→ Supplied text:
"""

This article was originally published in issue 98 of Position magazine. An article on regulatory changes for RPAs in Australia will feature in the upcoming issue.
The blistering pace of change in the UAV sector is a blessing and a curse, depending on where you stand.
The whirlwind rise of the industry has been driven by the rate of development which has allowed such capable, user-friendly aircraft to be brought to market so affordably. Regulators have trailed in the wake of this phenomenon: the bureaucratic processes of governmental bodies are no match for the turbocharged maturation of technology fuelled by a $127 billion market.
These circumstances are certainly not unique to this industry — the plodding, procedural lifecycle of legislation cannot possibly keep up with tech-driven market trends across a range of economic sectors. This can present seemingly wild swings in approach, or perceived discrepancies in consistency from regulators, and mixed results in terms of policy and regulatory output. But in the dynamic world of drones, there is an industry-specific spectre that has loomed over the industry from day one: the potential for conflict with manned aviation.
In the preceding articles in this series, we covered the background to law and licensing for operating remotely piloted aircraft systems (RPAS) in Australia, and the process of attaining an RePL in detail — a certification that we recommend as the minimum standard for operating an unmanned aircraft of any size.
In this article, we’ll examine the next stage of certification, the RPA operators certificate (ReOC) — what this ticket enables, how the process has changed over time, and some considerations when deciding whether this is the route to take for your professional practice.
Ticket to fly
Under Australian air law, licensed pilots must fly under a ReOC, the certification that an organisation has a nominated Chief Remote Pilot (CRP), and an approved, documented set of procedures and policies for operating and maintaining RPAS. The introduction of a new pathway known as the ‘excluded’ category of operations in 2016 meant that training and licensing is not required to operate an RPA under certain conditions, which we’ll get to later.

"""

→ Entries supplied:
"""

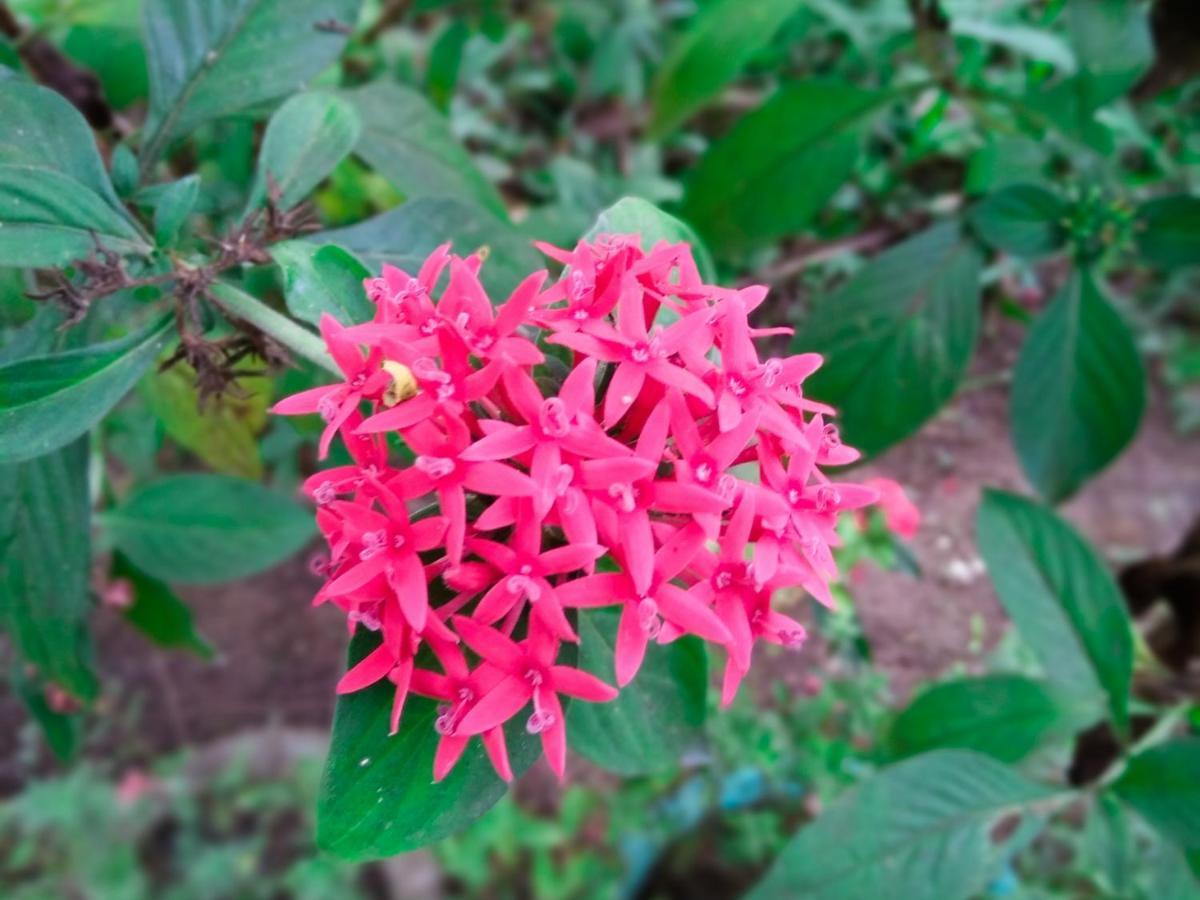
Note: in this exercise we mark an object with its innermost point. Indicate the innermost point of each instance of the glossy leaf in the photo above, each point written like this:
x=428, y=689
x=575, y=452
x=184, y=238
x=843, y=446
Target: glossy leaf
x=378, y=797
x=779, y=165
x=922, y=829
x=1078, y=390
x=898, y=337
x=721, y=39
x=209, y=60
x=207, y=528
x=304, y=142
x=45, y=556
x=657, y=717
x=1061, y=598
x=48, y=401
x=409, y=143
x=323, y=280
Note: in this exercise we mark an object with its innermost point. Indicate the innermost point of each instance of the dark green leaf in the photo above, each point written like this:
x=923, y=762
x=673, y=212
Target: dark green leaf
x=378, y=797
x=1024, y=220
x=1169, y=231
x=207, y=528
x=1061, y=598
x=323, y=280
x=898, y=339
x=45, y=555
x=1078, y=390
x=1005, y=717
x=922, y=829
x=409, y=143
x=657, y=717
x=48, y=401
x=1163, y=784
x=304, y=142
x=779, y=165
x=210, y=60
x=720, y=41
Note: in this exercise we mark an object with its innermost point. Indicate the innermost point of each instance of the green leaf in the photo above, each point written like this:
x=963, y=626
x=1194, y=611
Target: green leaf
x=633, y=215
x=779, y=165
x=922, y=829
x=406, y=235
x=225, y=432
x=173, y=208
x=304, y=142
x=721, y=39
x=409, y=143
x=1023, y=220
x=1169, y=231
x=157, y=612
x=1078, y=390
x=1061, y=598
x=378, y=797
x=898, y=337
x=1005, y=717
x=211, y=60
x=1163, y=784
x=48, y=401
x=45, y=555
x=657, y=717
x=323, y=280
x=207, y=528
x=48, y=219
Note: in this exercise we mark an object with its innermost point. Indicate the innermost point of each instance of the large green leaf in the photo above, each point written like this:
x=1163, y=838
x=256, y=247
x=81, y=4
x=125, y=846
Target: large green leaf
x=720, y=41
x=304, y=142
x=898, y=337
x=45, y=556
x=213, y=58
x=1163, y=784
x=1169, y=231
x=779, y=165
x=1061, y=598
x=1078, y=390
x=922, y=829
x=378, y=797
x=409, y=143
x=48, y=401
x=1005, y=717
x=657, y=717
x=207, y=528
x=323, y=280
x=406, y=235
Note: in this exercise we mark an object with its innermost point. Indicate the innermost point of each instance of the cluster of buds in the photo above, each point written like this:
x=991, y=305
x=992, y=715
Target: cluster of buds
x=611, y=438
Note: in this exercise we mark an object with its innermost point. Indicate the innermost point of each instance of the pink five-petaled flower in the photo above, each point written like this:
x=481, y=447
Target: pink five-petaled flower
x=531, y=675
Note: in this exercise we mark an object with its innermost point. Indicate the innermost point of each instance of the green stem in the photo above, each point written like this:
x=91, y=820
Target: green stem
x=297, y=339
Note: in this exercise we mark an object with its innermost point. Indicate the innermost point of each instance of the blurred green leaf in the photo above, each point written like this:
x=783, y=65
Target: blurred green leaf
x=779, y=165
x=721, y=39
x=1168, y=231
x=207, y=528
x=45, y=556
x=1163, y=784
x=1023, y=220
x=922, y=829
x=409, y=143
x=211, y=60
x=1078, y=390
x=157, y=612
x=49, y=401
x=304, y=142
x=898, y=337
x=657, y=717
x=1062, y=599
x=323, y=280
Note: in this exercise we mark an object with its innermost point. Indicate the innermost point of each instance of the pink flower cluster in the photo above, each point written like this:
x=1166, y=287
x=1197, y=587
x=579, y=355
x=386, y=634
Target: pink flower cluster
x=611, y=438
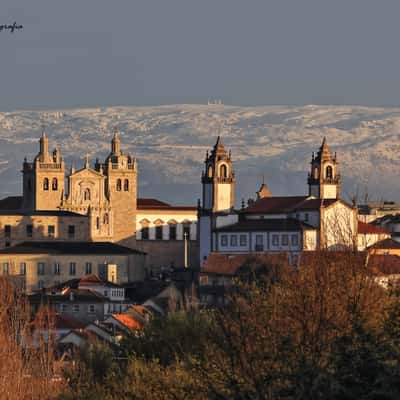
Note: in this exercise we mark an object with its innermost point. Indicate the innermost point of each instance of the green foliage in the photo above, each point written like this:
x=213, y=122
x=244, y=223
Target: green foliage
x=325, y=331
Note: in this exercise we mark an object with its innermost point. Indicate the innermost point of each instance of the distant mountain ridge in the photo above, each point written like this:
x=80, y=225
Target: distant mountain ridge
x=170, y=144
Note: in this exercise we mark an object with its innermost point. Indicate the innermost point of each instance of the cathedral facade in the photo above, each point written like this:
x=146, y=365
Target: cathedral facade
x=98, y=204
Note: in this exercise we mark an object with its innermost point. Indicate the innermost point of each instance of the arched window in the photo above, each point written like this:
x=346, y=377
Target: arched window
x=54, y=184
x=86, y=194
x=223, y=171
x=315, y=172
x=329, y=172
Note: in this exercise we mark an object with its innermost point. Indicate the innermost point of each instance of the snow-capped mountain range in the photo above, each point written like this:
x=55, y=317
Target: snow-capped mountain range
x=170, y=143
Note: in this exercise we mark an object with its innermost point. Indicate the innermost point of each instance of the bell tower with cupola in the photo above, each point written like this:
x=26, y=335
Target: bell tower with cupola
x=121, y=190
x=324, y=178
x=43, y=180
x=218, y=180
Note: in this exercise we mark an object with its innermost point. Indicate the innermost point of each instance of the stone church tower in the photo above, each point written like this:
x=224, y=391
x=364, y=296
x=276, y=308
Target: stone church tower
x=43, y=180
x=324, y=178
x=218, y=180
x=121, y=190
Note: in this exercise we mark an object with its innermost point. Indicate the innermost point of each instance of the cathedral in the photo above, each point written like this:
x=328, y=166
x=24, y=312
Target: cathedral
x=96, y=204
x=279, y=224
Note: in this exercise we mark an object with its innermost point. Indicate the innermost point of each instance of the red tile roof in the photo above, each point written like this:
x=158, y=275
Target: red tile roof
x=228, y=264
x=154, y=204
x=388, y=244
x=273, y=205
x=384, y=264
x=365, y=228
x=128, y=321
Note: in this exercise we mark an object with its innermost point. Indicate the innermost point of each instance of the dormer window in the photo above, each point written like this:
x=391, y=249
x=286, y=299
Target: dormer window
x=54, y=184
x=329, y=172
x=223, y=171
x=86, y=194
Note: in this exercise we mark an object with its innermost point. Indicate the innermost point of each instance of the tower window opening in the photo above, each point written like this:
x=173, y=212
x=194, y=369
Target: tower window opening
x=54, y=184
x=223, y=171
x=86, y=194
x=315, y=172
x=329, y=172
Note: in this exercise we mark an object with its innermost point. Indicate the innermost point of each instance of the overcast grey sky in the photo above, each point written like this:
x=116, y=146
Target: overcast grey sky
x=85, y=53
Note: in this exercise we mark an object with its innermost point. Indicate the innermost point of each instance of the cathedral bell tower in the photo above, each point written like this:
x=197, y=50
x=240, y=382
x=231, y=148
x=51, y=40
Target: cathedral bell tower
x=218, y=180
x=43, y=180
x=121, y=190
x=324, y=179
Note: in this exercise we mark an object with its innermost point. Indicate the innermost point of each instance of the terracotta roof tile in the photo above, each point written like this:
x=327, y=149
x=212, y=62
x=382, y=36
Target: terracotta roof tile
x=364, y=228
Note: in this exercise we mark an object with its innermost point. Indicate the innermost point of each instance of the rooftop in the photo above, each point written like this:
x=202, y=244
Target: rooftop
x=61, y=247
x=281, y=224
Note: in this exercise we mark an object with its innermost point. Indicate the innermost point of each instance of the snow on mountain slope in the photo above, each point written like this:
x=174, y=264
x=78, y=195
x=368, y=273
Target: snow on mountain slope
x=170, y=144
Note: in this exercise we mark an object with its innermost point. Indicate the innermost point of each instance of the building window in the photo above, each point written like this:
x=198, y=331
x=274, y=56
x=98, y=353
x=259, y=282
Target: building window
x=259, y=243
x=223, y=171
x=57, y=269
x=71, y=231
x=186, y=231
x=86, y=194
x=54, y=184
x=158, y=232
x=145, y=233
x=72, y=268
x=224, y=240
x=329, y=172
x=51, y=231
x=88, y=268
x=29, y=230
x=6, y=268
x=7, y=231
x=172, y=232
x=22, y=269
x=40, y=268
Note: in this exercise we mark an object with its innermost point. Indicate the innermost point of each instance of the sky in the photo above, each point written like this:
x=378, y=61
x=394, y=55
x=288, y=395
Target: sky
x=91, y=53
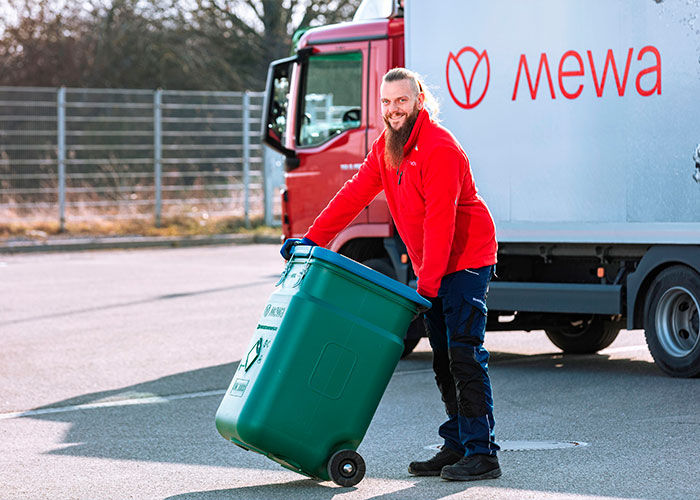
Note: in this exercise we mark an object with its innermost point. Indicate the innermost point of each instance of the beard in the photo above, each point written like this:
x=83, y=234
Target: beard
x=395, y=140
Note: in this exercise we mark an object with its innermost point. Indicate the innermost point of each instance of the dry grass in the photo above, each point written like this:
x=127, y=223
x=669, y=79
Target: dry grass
x=172, y=226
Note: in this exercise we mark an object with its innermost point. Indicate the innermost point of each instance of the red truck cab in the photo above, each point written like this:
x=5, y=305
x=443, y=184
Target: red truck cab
x=323, y=115
x=322, y=112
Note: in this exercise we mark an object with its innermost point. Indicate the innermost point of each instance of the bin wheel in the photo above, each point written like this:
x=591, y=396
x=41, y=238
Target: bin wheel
x=346, y=468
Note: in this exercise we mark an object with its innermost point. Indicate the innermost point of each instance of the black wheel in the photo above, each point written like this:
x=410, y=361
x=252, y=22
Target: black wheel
x=671, y=321
x=346, y=468
x=584, y=335
x=416, y=329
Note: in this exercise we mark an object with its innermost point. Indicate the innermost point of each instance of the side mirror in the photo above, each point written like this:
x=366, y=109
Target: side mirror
x=275, y=106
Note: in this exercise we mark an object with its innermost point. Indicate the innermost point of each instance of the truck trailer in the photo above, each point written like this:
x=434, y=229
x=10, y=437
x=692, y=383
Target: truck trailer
x=581, y=120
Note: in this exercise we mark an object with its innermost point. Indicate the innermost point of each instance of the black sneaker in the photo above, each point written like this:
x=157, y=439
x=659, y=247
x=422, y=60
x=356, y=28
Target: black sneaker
x=433, y=466
x=473, y=468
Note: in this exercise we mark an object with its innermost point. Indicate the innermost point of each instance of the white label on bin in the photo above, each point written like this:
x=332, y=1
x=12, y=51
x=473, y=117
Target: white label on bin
x=239, y=387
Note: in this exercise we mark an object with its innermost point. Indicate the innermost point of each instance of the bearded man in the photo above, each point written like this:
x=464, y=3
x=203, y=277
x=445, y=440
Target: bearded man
x=451, y=241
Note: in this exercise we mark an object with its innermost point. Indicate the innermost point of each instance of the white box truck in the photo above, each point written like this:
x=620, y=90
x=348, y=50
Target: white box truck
x=581, y=119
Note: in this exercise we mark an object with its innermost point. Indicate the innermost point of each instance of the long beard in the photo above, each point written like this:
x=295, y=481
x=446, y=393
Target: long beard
x=395, y=140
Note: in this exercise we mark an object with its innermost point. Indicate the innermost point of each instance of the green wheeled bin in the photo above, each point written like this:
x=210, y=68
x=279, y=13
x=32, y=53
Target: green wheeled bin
x=322, y=354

"""

→ Task 1: Copy from the article on drone certification, word for word, the passage from "This article was" up to and including "the upcoming issue.".
→ Task 2: Continue the article on drone certification from its last sentence, before the data.

→ Response 1:
This article was originally published in issue 98 of Position magazine. An article on regulatory changes for RPAs in Australia will feature in the upcoming issue.

→ Response 2:
The ReOC holder has responsibility for all licensed pilots and aircraft that operate under the authority of their operating certificate, and the aircraft must conform to the aircraft categories, weight class and operation profiles specified.
The highest standard of certification for unmanned aircraft operation, ReOCs are issued in a series of aircraft-specific categories: multirotor, aeroplane, helicopter, powered lift and airship and ‘other’, with an assigned weight category for the aircraft it applies to. The weight will be typically for aircraft up to 25 kilograms, with the certificate noting manufacturer and weight if over this threshold.
Once certified, ReOC holders and their pilots are then eligible for a broad range of privileges in terms of day-to-day operations, both directly and indirectly. In terms of direct privileges, CASA routinely grants exemptions to the standard operating conditions governing unmanned flight, which greatly aids operational flexibility such as operating ceilings or access to zones that may not be permissible to those flying without a license. Indirectly, insurance premiums are likely to be much more affordable, and statutory bodies and other landholders may be substantially more inclined to permit operations on their property or vicinity.
Applying for a ReOC is a streamlined affair in late 2018. The key improvement to this process since its introduction is CASA’s publication of content-rich templates for the operational procedures and operations manual. These two documents form the core of the application, and historically were required to be written from scratch by applicants as evidence of the integration of RPAS operations into the business operations of an organisation, even ahead of the granting of a certificate, with little guidance on the requirements of these pivotal documents.
The availability of these resources now means that the considerable bulk of material can now be submitted verbatim, and modifications required for intended operations and aircraft can simply be made to these documents. At around 60 pages of structured content, it’s difficult to understate the easing of the application process that this represents — consider the time it would cost yourself or a professional employee to create that from scratch, considering that a number of attempts may be required to draft them to the required specification.
The process seems to have been streamlined on CASA’s end too, dropping the application fee accordingly. CASA charges $130 per hour for application processing, so the fee is dependent on the complexity of an applicant’s submission, but a CASA source has indicated to Position that the fee is usually less than $1000 per application on average, so it’s no longer a considerable outlay to apply for your operator’s certificate.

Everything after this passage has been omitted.